** start Extracted records **

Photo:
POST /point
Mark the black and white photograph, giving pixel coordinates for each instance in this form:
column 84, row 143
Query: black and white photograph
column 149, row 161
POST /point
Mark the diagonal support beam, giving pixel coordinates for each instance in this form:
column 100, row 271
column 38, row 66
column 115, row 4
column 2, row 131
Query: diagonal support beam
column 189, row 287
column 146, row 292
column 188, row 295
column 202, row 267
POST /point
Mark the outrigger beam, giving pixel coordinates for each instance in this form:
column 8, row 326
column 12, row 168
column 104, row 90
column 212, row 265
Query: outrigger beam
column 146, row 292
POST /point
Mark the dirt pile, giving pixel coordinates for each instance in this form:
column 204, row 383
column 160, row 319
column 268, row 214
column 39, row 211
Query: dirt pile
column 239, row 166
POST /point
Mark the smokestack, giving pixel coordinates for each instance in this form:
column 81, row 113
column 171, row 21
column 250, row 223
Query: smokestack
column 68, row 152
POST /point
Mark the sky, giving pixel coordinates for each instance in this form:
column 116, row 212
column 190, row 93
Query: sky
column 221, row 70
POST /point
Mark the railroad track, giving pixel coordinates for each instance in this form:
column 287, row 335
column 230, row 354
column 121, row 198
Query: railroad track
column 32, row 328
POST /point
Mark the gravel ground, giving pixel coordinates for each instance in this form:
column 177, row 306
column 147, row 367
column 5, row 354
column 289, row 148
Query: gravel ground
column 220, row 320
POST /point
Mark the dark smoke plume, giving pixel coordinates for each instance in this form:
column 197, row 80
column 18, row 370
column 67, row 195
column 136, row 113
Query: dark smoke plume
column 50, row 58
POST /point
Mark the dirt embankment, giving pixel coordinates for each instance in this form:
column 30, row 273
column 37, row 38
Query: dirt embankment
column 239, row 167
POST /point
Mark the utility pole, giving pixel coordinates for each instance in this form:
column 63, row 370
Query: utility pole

** end Extracted records **
** start Extracted records **

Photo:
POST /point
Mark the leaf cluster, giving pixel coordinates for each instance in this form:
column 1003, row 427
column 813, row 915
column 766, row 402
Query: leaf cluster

** end Extracted records **

— Problem —
Gather every line in the records above that contains the word "support", and copy each of those lines in full.

— Reply to the task —
Mark the diagonal support beam, giving pixel coordinates for each instance in this form:
Query: diagonal support beam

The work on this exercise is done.